**WORK INSTRUCTION:**
What you print must match the data line for line.

(Point localization data)
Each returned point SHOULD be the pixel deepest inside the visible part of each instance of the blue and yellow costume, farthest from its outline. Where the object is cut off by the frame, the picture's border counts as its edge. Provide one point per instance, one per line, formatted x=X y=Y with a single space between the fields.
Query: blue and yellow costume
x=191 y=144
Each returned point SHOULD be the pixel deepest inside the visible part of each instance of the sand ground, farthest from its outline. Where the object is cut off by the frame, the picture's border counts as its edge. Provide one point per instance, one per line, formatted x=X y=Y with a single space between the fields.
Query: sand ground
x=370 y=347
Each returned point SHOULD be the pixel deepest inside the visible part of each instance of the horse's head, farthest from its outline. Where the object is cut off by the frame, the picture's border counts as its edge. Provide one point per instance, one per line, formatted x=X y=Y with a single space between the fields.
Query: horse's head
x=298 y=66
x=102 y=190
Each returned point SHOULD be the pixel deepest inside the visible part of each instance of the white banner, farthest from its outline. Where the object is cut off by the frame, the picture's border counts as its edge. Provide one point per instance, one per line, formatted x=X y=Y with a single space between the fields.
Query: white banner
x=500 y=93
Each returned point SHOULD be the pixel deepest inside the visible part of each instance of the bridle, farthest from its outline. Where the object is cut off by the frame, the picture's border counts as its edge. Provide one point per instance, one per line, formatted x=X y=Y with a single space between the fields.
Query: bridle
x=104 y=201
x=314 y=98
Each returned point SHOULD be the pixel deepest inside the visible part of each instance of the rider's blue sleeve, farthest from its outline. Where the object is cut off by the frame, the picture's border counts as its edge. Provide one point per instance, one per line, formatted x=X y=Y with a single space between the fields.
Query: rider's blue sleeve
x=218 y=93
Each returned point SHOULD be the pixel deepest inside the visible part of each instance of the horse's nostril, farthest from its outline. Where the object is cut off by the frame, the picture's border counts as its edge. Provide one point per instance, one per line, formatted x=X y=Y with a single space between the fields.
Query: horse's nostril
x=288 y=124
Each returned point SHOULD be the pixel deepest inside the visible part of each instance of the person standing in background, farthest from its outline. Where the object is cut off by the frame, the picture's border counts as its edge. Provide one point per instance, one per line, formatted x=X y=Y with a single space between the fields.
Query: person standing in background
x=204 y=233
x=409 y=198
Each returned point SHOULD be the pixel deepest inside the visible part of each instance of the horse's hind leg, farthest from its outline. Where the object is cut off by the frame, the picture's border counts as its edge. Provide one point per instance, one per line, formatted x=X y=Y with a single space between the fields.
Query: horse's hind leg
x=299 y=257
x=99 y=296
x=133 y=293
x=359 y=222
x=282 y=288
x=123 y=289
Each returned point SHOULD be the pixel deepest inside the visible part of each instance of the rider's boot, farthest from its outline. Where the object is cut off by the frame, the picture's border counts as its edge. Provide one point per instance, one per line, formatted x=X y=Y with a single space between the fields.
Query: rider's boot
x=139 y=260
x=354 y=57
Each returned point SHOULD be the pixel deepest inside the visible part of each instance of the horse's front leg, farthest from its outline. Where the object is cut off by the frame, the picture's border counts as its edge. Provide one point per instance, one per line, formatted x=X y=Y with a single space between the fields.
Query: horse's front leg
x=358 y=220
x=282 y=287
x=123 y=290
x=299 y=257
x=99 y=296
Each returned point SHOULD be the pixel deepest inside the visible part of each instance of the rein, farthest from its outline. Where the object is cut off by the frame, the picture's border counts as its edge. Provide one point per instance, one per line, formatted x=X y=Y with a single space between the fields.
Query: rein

**SOLUTION TO THIS EXERCISE:**
Each returned point SHOULD be the pixel deepest inside the visible part of each instance of the blue and yellow costume, farthest from its outline. Where the object is cut off by the frame, the picture's border counts as its edge. Provide one point per instance, one per line, formatted x=X y=Y with a single space between the fields.
Query: blue and yellow costume
x=191 y=144
Each returned point SHOULD be the pixel deepest inside the visible part of each instance of the sand ground, farthest from its outline. Where the object is cut off by the frame, the picture's border counts as its edge. Provide one point per instance, one per line, formatted x=X y=Y with a single space between the fields.
Query: sand ground
x=370 y=347
Each returned point SHOULD be the pixel deepest inside the visible part of each instance of the horse's head, farthest from its outline. Where the object is cut off by the frame, the picture's border counts as its edge. Provide one point per instance, one per line, formatted x=X y=Y with a single space between the fields.
Query: horse's head
x=298 y=66
x=102 y=190
Each returned point SHOULD be the pixel deepest inside the visible part of each instance of the white banner, farthest from its outline. Where the object is cut off by the frame, the picture's border counts as its edge. Provide one point per instance, one per line, formatted x=X y=Y with a single space between the fields.
Query: white banner
x=500 y=93
Each returned point SHOULD be the pixel deepest inside the visible part of each instance of the bridle, farthest from its outline. Where the object is cut off by the frame, the picture's border counts as its edge. Provide one point per instance, one per line, formatted x=X y=Y with a single space between the fields.
Query: bridle
x=104 y=201
x=314 y=98
Each returned point SHOULD be the pixel deepest inside the visible part of each instance of the rider's blue sleeve, farthest from its outline. Where the object is cut off by the frame, the picture's border counts as its edge. Provide one point per instance, one per line, formatted x=X y=Y with a single space between the fields.
Query: rider's blue sleeve
x=218 y=93
Each returned point SHOULD be the pixel deepest inside the visible part of each instance of the horse's nostril, farthest from its outline. Where the object is cut off by the frame, the picture's border counts as its edge. Provide one point per instance, one per line, formatted x=X y=Y with a single space between the fields.
Query: horse's nostril
x=288 y=124
Each returned point SHOULD be the pixel deepest inside the visible part of each instance of the person standing in background, farthest from its outline. Where the object is cut off by the frame, the picture's border counts as its edge. Provide one point per instance, one per line, formatted x=X y=Y with a single space between the fields.
Query: person standing in background
x=204 y=233
x=409 y=198
Each returned point SHOULD be the pixel deepest inside the visible part of each instance of the horse's hind leg, farthest from its outline. Where the object is cut off by the frame, the picture's border counts as its edge. Provide one point per instance, one per line, formatted x=X y=Y with a single space between the fields.
Query: horse's hind leg
x=299 y=257
x=99 y=296
x=133 y=293
x=359 y=222
x=282 y=288
x=123 y=289
Each returned point SHOULD be the pixel deepest inside the visible part of each instance of the rider's boot, farthest from its outline. Where the object is cut off by the frame, the picture's border counts as its edge. Provide one point per instance, one per line, formatted x=X y=Y with a single space between the fields.
Query: rider's boot
x=139 y=260
x=354 y=57
Each returned point SHOULD be the pixel deepest inside the visible part of each instance of the horse's front leg, farthest from its outline. Where the object is cut off by the frame, the picture's border counts as its edge. Provide one point per instance, one per line, formatted x=X y=Y with a single space between the fields.
Query: horse's front leg
x=358 y=220
x=282 y=287
x=123 y=290
x=299 y=257
x=99 y=296
Each returned point SHOULD be the pixel deepest inside the visible part of each instance of the rein, farthest from its outline. Where the object is cut off by the frame, the picture's border counts as its edge. Provide one point per instance, one per line, formatted x=X y=Y with a single space between the fields.
Query: rein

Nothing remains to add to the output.